▶ [Data rows]:
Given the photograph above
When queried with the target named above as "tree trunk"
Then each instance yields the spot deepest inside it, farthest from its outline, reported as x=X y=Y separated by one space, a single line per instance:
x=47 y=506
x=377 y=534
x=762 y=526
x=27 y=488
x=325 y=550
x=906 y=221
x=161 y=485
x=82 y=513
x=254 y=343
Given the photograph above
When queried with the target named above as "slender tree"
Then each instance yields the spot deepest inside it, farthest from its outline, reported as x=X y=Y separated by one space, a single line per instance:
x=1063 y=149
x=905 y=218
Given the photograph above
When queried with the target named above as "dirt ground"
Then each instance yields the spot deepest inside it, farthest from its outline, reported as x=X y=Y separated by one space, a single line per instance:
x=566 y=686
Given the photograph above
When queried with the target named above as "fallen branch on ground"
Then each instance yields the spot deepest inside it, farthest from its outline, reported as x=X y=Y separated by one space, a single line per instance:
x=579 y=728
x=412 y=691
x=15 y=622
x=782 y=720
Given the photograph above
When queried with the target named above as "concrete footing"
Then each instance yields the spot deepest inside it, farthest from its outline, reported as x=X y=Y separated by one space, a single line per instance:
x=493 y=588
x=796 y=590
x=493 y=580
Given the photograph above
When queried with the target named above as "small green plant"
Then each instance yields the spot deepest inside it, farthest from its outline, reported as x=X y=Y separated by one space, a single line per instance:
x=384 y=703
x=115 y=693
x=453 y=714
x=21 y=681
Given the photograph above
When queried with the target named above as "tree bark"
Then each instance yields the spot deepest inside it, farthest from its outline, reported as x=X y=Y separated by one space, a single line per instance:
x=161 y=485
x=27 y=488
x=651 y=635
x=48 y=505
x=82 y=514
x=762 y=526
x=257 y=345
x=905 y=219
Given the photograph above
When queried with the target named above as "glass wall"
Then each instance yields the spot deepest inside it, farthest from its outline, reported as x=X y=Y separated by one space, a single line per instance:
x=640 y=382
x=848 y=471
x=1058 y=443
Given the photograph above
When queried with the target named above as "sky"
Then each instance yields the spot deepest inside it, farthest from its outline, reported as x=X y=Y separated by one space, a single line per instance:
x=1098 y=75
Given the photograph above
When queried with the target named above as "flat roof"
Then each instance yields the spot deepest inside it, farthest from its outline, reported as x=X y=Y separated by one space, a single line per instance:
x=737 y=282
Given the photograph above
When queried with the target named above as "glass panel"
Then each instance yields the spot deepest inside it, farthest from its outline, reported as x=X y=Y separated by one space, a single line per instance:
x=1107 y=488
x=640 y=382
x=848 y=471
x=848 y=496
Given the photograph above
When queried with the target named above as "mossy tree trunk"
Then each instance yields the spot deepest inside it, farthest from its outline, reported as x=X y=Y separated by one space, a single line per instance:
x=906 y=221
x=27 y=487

--

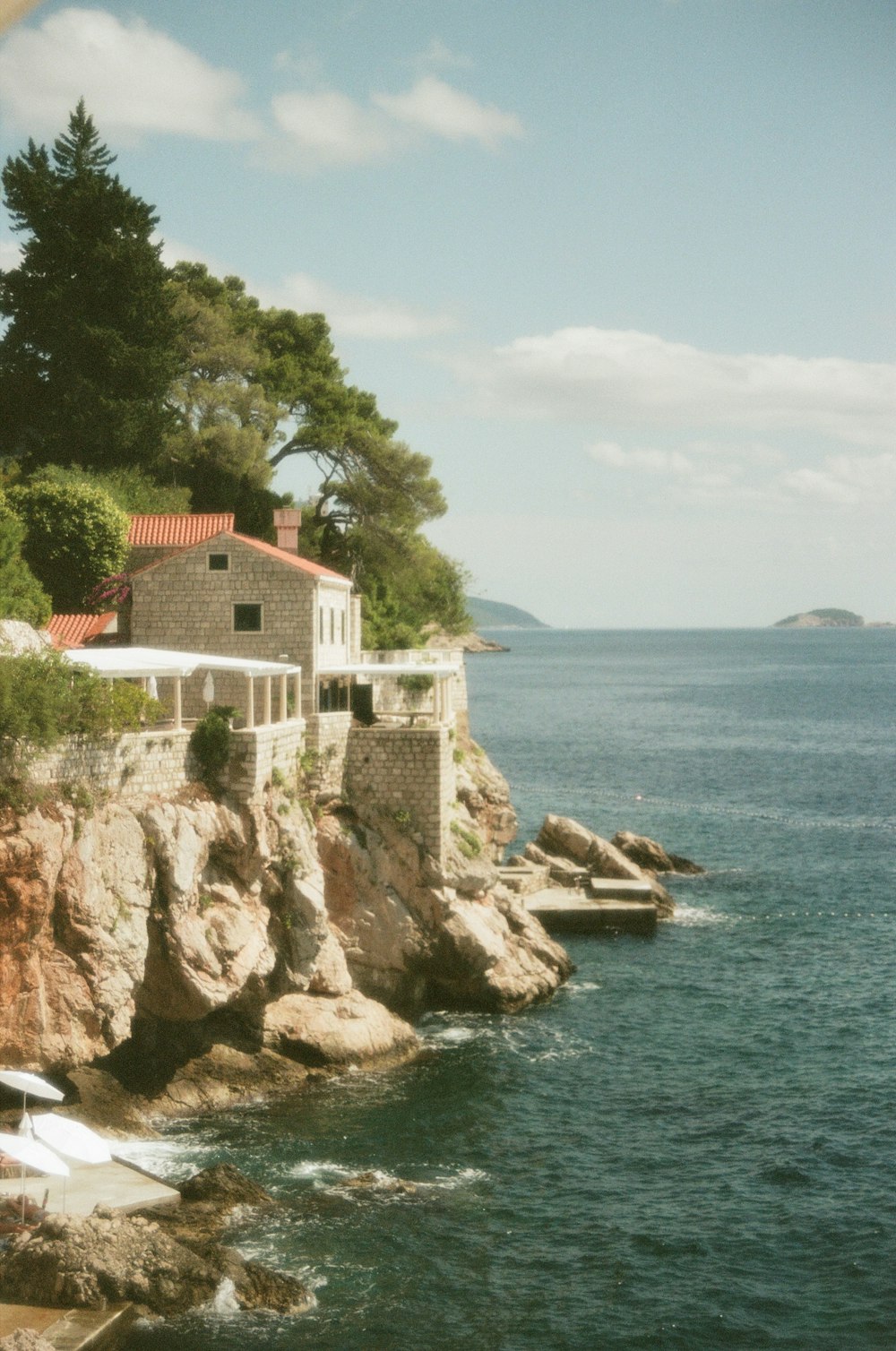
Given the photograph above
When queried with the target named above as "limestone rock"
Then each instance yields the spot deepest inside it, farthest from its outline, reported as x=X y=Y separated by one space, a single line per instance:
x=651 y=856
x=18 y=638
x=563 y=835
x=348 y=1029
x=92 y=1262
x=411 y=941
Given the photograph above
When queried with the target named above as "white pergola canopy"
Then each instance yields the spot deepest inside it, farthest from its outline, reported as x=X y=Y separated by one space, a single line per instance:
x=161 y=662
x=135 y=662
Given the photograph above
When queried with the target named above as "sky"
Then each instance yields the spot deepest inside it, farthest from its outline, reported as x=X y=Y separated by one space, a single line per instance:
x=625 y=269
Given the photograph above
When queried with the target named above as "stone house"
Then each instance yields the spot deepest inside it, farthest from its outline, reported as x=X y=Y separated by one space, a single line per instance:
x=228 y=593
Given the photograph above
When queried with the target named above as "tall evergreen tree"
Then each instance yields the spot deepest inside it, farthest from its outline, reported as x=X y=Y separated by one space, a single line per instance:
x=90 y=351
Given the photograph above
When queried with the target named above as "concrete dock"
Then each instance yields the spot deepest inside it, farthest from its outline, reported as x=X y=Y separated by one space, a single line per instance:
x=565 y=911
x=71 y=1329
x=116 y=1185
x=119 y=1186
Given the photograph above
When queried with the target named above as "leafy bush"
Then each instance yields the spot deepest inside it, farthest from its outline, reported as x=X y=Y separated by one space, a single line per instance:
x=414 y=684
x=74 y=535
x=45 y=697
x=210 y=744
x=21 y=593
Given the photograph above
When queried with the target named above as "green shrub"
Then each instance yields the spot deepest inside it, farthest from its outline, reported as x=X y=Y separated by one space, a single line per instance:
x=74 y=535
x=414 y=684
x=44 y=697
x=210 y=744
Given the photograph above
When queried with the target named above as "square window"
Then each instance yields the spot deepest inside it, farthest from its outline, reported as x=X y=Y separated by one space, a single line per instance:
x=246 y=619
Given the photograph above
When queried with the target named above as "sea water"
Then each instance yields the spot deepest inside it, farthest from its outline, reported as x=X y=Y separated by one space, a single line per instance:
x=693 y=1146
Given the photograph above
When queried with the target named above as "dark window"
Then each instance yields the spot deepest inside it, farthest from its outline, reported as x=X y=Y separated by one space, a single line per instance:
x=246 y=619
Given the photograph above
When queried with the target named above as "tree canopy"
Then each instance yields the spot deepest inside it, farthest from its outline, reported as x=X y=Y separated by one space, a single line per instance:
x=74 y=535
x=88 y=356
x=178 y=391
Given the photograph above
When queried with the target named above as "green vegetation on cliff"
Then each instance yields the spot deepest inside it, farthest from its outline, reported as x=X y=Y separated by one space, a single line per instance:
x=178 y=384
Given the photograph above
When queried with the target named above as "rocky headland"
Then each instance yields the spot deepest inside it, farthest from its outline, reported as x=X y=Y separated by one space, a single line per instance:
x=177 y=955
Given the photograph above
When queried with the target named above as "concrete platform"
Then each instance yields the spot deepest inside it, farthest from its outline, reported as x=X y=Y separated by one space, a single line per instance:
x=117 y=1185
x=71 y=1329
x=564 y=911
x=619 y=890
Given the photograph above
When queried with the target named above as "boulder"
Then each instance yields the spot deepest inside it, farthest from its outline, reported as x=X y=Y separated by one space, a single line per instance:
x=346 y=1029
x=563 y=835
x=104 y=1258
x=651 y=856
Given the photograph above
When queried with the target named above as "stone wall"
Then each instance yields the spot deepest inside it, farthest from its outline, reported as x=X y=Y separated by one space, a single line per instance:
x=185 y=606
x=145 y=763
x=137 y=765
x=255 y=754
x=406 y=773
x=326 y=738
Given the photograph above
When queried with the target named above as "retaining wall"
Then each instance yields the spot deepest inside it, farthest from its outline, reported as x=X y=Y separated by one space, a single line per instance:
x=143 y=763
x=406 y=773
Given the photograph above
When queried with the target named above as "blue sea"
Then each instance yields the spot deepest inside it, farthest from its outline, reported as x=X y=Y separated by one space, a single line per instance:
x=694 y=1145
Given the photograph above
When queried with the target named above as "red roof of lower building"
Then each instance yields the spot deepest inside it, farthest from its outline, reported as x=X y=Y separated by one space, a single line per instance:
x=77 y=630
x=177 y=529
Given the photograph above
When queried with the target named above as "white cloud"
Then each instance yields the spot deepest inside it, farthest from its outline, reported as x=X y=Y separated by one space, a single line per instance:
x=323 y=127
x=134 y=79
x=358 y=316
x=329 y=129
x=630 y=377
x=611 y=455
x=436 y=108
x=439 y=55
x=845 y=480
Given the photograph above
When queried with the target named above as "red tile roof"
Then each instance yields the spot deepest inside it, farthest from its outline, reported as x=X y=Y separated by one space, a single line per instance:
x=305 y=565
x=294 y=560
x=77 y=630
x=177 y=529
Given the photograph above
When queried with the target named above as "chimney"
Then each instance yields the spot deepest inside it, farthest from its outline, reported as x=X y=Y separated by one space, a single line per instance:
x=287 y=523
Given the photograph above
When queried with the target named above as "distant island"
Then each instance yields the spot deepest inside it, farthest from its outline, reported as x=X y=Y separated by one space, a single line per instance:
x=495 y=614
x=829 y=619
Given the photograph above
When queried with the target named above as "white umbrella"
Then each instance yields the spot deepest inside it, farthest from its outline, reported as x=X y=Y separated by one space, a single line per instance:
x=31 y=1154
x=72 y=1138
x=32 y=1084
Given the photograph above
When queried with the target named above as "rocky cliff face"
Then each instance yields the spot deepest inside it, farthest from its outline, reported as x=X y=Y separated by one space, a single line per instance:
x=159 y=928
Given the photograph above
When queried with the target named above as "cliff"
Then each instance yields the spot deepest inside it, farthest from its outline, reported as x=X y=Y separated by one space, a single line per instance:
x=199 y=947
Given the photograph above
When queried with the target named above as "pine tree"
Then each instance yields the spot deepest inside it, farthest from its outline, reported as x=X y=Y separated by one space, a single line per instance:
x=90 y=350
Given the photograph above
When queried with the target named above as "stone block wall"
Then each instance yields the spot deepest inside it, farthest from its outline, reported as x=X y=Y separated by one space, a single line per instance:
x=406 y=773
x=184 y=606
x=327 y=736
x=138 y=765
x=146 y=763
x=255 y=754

▶ [Stated goal]:
Find each line above that contains the word "white" and copy those lines in full, matching the word's capitalization exactly.

▶ [Worked solution]:
When queried with the target named above as "white pergola canopy"
When queried with the target named above as "white cloud"
When queried with the target named above as "white umbrella"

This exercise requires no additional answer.